* **Requirement**
Your task is to transcribe all of the data below exactly, omitting the images.

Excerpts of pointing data
* begin *
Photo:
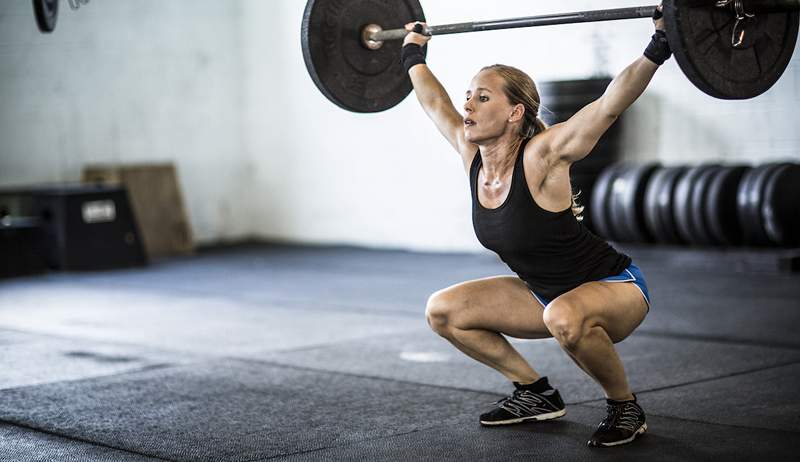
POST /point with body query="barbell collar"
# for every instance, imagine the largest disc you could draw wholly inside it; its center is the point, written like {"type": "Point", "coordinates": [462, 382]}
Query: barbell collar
{"type": "Point", "coordinates": [529, 21]}
{"type": "Point", "coordinates": [752, 6]}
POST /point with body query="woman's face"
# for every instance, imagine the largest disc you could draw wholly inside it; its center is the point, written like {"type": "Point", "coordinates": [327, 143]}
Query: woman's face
{"type": "Point", "coordinates": [487, 112]}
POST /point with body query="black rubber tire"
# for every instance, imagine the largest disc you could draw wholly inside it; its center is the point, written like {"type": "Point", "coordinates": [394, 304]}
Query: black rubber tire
{"type": "Point", "coordinates": [700, 229]}
{"type": "Point", "coordinates": [665, 201]}
{"type": "Point", "coordinates": [780, 208]}
{"type": "Point", "coordinates": [750, 197]}
{"type": "Point", "coordinates": [627, 204]}
{"type": "Point", "coordinates": [600, 200]}
{"type": "Point", "coordinates": [682, 205]}
{"type": "Point", "coordinates": [721, 213]}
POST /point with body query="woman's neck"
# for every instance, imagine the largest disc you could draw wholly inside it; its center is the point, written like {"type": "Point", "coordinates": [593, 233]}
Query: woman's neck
{"type": "Point", "coordinates": [498, 157]}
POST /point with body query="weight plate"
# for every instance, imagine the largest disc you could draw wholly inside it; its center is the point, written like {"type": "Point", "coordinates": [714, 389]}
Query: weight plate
{"type": "Point", "coordinates": [601, 193]}
{"type": "Point", "coordinates": [345, 71]}
{"type": "Point", "coordinates": [721, 213]}
{"type": "Point", "coordinates": [682, 204]}
{"type": "Point", "coordinates": [627, 203]}
{"type": "Point", "coordinates": [748, 204]}
{"type": "Point", "coordinates": [46, 12]}
{"type": "Point", "coordinates": [658, 204]}
{"type": "Point", "coordinates": [700, 36]}
{"type": "Point", "coordinates": [757, 235]}
{"type": "Point", "coordinates": [780, 208]}
{"type": "Point", "coordinates": [700, 229]}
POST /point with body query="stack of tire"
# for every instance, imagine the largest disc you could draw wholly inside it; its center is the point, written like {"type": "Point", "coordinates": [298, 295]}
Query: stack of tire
{"type": "Point", "coordinates": [701, 205]}
{"type": "Point", "coordinates": [563, 98]}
* end *
* **Task result**
Photo:
POST /point with body query="barbell collar"
# for every instance, imagine the largest disc you could draw wholly inside it; its center is the point, written like {"type": "Point", "coordinates": [462, 382]}
Query: barbell collar
{"type": "Point", "coordinates": [529, 21]}
{"type": "Point", "coordinates": [752, 6]}
POST /point with body query="woman's face"
# for every instance, imagine the largest disc you could draw wholly inside it; its center is the point, written like {"type": "Point", "coordinates": [327, 143]}
Query: woman's face
{"type": "Point", "coordinates": [487, 112]}
POST /point with body query="black rubber tire"
# for every instance, imagine the largest disc you could draw wholly inside it; its center is the point, written like {"type": "Point", "coordinates": [394, 304]}
Query: black rubber tire
{"type": "Point", "coordinates": [700, 229]}
{"type": "Point", "coordinates": [665, 201]}
{"type": "Point", "coordinates": [780, 208]}
{"type": "Point", "coordinates": [750, 197]}
{"type": "Point", "coordinates": [627, 204]}
{"type": "Point", "coordinates": [600, 200]}
{"type": "Point", "coordinates": [682, 205]}
{"type": "Point", "coordinates": [721, 213]}
POST /point with body query="woman's neck"
# for every instance, imagine the largest disc you could draw wholly inside it; its center is the point, written like {"type": "Point", "coordinates": [593, 233]}
Query: woman's neck
{"type": "Point", "coordinates": [498, 157]}
POST /point with body query="weight plate"
# for every instance, imagine the largest disc you could draw wholly inside it; its center is the point, written like {"type": "Point", "coordinates": [714, 389]}
Query: weight plate
{"type": "Point", "coordinates": [601, 193]}
{"type": "Point", "coordinates": [345, 71]}
{"type": "Point", "coordinates": [721, 213]}
{"type": "Point", "coordinates": [682, 204]}
{"type": "Point", "coordinates": [627, 203]}
{"type": "Point", "coordinates": [748, 204]}
{"type": "Point", "coordinates": [46, 12]}
{"type": "Point", "coordinates": [658, 204]}
{"type": "Point", "coordinates": [700, 36]}
{"type": "Point", "coordinates": [757, 235]}
{"type": "Point", "coordinates": [780, 208]}
{"type": "Point", "coordinates": [700, 229]}
POST /point with body query="stack of tire"
# for every instance, imagine the largest disc you could draw wholly inside it; its center is the point, written like {"type": "Point", "coordinates": [298, 295]}
Query: stack of tire
{"type": "Point", "coordinates": [701, 205]}
{"type": "Point", "coordinates": [563, 98]}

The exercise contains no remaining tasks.